### Page text

════════════════

Ahead of his play’s first preview tonight, we chatted about inspirations, Orange is the New Black, what makes Profanity different from his previous work, and how Undermain trained Dallas to appreciate the avant-garde.

FrontRow: I haven’t been back in New York for awhile and I wasn’t as familiar with your work. Can you give me a little background on Profanity, what it was like working with Undermain, and why you wanted your play to go there?  I have the general view that Undermain picks interesting shows, and they always have a good reason to pick it.

Sylvan Oswald: I completely understand that. No, there’s no reason you would know an emerging playwright from New York, at all. And then I’m meant to be in the company of . . . To answer your question, why I was so excited to work with Undermain is because of their producing history. They’ve produced some of the most exciting writers over the last 50 years who have pretty much set the bar for where the direction of playwriting is going. I’ve known about [Undermain] for many many years because when I was in graduate school and just starting out, you look around and think to yourself, ‘Gosh, where are my affinities? Who seems like they might be interested, could potentially one day be interested in me based on who they produced?’ And Undermain always stood out to me for that reason.

FR:  Tell me a little about Profanity itself. Where did the play come from, and where does it fit in with your other work?

SO: Profanity comes from a couple of different sources and inspirations, all mashed together. Which is kind of actually how I work, I’m kind of a little bit of a mash up artist. I pull together history things and personal, family history stuff together with bizarre intellectual footnotes…And then also there’s a little bit of the story of Walter Benjamin, the German-Jewish critic, there’s a little bit of Talmud. There’s all this that came out of the exploration of my own Jewishness and my own heritage. And I’m presenting male more than I ever have in my life, so I was exploring masculinity and the particular dubious Jewish masculinity that I come from. Thinking about what does it mean to have some people in your lineage who didn’t do the right thing. But the stories in Profanity are not exactly things that happened, but a mashed up version.

════════════════

Entries drawn from a collection:
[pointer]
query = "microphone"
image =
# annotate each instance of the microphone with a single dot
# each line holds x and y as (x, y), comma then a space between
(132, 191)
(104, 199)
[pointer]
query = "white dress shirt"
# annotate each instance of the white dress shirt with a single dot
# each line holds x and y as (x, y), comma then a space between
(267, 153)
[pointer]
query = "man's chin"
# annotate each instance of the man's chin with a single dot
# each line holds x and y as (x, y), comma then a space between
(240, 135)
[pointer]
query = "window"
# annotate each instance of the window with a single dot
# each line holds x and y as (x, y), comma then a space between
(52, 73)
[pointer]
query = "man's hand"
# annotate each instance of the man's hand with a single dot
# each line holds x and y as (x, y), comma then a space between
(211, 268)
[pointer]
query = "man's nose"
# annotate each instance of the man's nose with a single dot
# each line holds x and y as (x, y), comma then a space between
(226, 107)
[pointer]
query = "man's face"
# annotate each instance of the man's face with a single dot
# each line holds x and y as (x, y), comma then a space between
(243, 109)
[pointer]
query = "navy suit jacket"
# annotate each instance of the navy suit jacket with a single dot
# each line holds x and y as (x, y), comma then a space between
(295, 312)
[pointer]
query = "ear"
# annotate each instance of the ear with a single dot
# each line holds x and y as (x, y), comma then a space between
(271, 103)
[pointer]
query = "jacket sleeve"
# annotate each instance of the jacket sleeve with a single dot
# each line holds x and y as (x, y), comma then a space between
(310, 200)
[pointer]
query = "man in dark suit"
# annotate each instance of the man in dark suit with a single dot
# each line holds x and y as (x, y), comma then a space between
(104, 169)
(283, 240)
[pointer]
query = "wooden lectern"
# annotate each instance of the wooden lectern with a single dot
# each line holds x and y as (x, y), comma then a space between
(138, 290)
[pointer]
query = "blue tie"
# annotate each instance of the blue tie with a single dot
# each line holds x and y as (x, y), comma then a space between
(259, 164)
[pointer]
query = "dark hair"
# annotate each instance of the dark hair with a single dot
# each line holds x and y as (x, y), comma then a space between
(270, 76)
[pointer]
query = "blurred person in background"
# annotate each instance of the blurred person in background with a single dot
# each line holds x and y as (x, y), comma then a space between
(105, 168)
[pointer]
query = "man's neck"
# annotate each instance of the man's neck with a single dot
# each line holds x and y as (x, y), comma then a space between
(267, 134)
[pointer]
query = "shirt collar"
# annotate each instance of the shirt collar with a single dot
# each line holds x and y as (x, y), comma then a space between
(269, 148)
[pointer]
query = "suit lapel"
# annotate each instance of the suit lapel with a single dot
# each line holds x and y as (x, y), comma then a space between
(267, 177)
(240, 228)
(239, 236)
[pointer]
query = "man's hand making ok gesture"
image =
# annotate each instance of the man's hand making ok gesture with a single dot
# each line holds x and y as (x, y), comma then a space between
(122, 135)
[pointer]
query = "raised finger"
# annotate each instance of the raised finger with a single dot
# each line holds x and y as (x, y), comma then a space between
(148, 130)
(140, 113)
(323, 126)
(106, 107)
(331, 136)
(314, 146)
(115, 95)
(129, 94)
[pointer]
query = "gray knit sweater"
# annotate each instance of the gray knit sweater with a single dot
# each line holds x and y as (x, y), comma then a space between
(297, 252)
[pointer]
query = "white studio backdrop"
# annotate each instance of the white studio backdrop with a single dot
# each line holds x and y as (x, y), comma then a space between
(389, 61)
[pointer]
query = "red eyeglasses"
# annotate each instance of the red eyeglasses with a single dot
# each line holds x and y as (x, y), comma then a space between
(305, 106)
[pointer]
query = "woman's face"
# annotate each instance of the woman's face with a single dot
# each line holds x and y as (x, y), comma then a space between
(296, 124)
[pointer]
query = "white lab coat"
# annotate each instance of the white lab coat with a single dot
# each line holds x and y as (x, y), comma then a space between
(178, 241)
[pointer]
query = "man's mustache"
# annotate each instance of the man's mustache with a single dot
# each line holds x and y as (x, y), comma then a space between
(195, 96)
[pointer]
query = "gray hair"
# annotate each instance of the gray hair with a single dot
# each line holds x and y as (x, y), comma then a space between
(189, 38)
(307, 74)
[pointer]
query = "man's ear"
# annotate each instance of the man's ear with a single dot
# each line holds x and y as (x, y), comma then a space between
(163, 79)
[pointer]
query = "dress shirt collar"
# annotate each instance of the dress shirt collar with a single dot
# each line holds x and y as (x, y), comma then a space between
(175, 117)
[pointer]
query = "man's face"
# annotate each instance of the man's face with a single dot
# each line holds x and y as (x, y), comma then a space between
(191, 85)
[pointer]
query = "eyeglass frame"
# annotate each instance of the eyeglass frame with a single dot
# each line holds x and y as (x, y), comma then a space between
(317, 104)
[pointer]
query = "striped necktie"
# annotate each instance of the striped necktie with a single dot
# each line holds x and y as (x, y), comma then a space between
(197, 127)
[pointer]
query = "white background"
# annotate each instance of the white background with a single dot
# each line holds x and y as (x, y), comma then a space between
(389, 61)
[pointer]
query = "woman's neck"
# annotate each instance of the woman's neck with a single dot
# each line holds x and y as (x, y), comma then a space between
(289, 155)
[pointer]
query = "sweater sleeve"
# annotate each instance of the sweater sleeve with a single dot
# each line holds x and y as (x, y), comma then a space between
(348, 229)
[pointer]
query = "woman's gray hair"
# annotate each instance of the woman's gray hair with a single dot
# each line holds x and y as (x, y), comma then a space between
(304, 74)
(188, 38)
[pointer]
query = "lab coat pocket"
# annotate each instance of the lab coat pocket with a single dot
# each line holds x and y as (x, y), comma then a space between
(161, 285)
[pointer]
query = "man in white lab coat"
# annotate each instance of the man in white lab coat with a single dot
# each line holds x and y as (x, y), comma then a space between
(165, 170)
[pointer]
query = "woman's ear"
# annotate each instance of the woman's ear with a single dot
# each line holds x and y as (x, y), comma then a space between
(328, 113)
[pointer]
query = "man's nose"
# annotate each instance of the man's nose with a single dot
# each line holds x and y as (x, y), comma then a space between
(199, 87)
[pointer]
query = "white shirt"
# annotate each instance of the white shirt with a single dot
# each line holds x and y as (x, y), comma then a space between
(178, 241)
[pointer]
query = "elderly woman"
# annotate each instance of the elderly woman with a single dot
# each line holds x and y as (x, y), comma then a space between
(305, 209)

════════════════

### Exercise goal
Name every topic that the opening sentence of the interview says was discussed before the play's first preview. Work only from the interview text.

### In response
- Inspirations
- Orange is the New Black
- What makes Profanity different from his previous work
- How Undermain trained Dallas to appreciate the avant-garde